### EXERCISE REQUIREMENTS
Copy word for word the part of the message on dropping 2.4 kernel support from "Come on, I'm" to "with 2.4 kernels.".

══ SELECTED TEXT

On Sun, 11 Mar 2007 21:28:46 +0100, Axel Thimm wrote:
> On Sun, Mar 11, 2007 at 08:53:43PM +0100, Hans de Goede wrote:
> > Agreed, thinking about this some more I'm not so sure that dropping 2.4 
> > support is a good idea as there is still plenty of 2.4 usage out there. 
> 
> I would second keeping 2.4 support if it's not too much pain. Many
> RHEL3 users pick i2c/lm_sensors' kernel modules at ATrpms for
> supporting their hardware.

Come on, I'm tired of all this whining each time we say that we want to
drop 2.4 support. Users need to get a life and finally understand that
you can't run a 3-year old kernel on brand new hardware and expect
everything to work. If they want to be stupid and do that, great, but
then they are on their own and they better don't come and ask me to
support them.

The drop of 2.4 support is a fact already. We are no longer writing new
drivers for 2.4, and when 2.4 drivers are backported by others
(w83627ehf, smsc47m192) we don't have the time to review them anyway.
All the new hardware we added support for in 2.6 lately (?Guru, K8
integrated sensors, ADM1029, IT8716F, IT8718F, PC87427, W83793) isn't
supported with 2.4 kernels.

The only new hardware support will still backport is when it's as easy
as adding a new device ID in an old driver. And I think I'm nice enough
to do that - Mark suggested to plain _kill_ 2.4 support one year ago
already.

> But if 2.4 support is slowing down things and developer resources want
> to concentrate on 2.6 it will have to go sooner or later.

════
══ DATA RECORDS

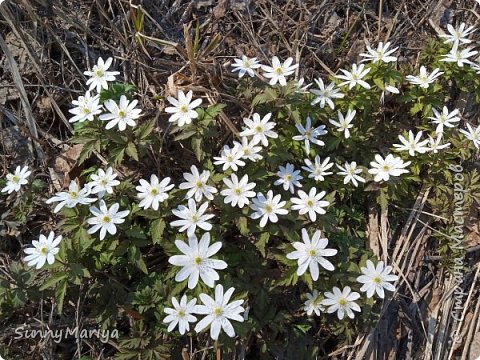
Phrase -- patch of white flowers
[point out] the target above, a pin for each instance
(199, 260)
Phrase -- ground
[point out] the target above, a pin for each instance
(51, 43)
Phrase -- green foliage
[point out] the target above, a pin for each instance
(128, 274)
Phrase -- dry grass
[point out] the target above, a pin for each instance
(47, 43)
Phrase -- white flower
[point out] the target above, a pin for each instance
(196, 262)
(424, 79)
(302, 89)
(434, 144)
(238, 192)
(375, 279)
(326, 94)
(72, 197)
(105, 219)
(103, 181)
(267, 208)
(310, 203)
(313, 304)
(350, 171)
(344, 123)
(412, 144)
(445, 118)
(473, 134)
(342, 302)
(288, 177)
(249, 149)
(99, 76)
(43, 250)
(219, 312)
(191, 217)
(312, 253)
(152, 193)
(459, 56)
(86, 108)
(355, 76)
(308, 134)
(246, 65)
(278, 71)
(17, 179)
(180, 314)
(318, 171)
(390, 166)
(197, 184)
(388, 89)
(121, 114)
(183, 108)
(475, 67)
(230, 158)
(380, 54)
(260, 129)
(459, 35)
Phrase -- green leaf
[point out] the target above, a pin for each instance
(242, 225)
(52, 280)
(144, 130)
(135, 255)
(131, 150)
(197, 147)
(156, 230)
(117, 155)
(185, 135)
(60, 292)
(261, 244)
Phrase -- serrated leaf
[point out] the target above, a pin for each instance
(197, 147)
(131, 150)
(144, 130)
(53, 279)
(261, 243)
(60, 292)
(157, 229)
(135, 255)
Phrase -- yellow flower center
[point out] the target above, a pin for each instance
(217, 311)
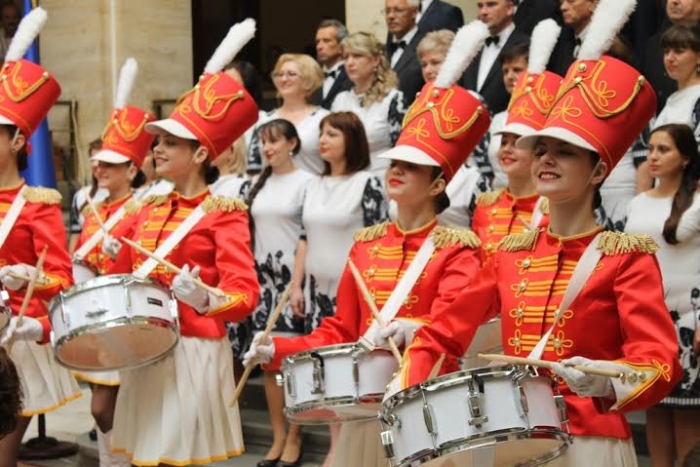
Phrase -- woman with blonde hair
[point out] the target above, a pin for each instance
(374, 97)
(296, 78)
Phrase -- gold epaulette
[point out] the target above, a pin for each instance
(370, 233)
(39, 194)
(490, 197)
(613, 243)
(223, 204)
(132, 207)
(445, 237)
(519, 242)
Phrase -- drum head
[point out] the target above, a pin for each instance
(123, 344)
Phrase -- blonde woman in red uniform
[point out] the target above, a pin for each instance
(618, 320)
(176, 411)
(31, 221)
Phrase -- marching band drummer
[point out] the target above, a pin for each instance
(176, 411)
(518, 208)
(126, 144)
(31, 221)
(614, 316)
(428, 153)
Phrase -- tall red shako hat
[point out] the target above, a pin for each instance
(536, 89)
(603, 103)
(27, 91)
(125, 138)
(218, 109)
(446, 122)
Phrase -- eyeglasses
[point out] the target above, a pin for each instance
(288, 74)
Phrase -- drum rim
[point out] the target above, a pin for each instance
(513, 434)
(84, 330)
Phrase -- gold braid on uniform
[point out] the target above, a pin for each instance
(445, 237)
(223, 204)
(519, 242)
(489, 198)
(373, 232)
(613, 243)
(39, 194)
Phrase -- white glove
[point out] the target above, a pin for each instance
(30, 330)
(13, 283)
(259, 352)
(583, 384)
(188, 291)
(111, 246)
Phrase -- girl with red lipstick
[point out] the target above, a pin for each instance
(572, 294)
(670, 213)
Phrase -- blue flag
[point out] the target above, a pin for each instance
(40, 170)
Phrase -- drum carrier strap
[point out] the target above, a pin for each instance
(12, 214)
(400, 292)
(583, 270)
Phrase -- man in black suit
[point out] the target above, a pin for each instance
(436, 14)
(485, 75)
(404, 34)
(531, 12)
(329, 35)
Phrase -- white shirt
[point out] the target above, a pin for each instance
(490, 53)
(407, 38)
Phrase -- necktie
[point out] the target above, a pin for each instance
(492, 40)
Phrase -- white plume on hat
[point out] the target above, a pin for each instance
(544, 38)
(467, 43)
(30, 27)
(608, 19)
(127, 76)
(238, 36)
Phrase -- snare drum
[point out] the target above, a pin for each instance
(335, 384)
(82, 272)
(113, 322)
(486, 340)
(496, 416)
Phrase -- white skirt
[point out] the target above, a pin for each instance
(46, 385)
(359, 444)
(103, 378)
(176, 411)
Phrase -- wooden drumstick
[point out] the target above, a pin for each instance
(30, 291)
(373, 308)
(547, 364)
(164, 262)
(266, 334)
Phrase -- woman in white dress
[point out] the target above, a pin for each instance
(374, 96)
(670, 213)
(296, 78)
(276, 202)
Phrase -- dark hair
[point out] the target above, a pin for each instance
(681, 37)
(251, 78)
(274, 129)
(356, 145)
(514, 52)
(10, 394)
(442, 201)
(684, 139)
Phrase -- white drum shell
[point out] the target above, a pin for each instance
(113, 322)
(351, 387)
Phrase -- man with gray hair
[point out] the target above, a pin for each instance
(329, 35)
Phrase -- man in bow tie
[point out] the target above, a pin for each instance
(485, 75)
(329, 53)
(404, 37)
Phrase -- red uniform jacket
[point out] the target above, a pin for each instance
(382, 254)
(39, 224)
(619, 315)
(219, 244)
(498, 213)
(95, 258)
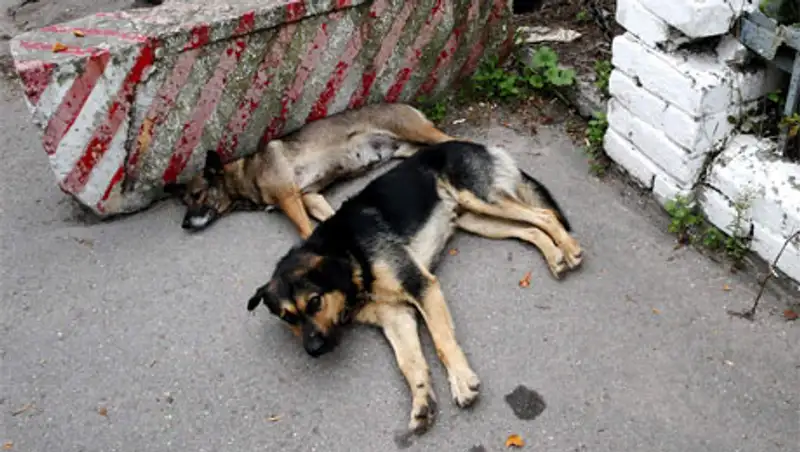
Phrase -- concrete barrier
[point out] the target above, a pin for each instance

════

### SOLUTION FOR THIS TASK
Come on, I'm tired of all this whining each time we say that we want to
drop 2.4 support. Users need to get a life and finally understand that
you can't run a 3-year old kernel on brand new hardware and expect
everything to work. If they want to be stupid and do that, great, but
then they are on their own and they better don't come and ask me to
support them.

The drop of 2.4 support is a fact already. We are no longer writing new
drivers for 2.4, and when 2.4 drivers are backported by others
(w83627ehf, smsc47m192) we don't have the time to review them anyway.
All the new hardware we added support for in 2.6 lately (?Guru, K8
integrated sensors, ADM1029, IT8716F, IT8718F, PC87427, W83793) isn't
supported with 2.4 kernels.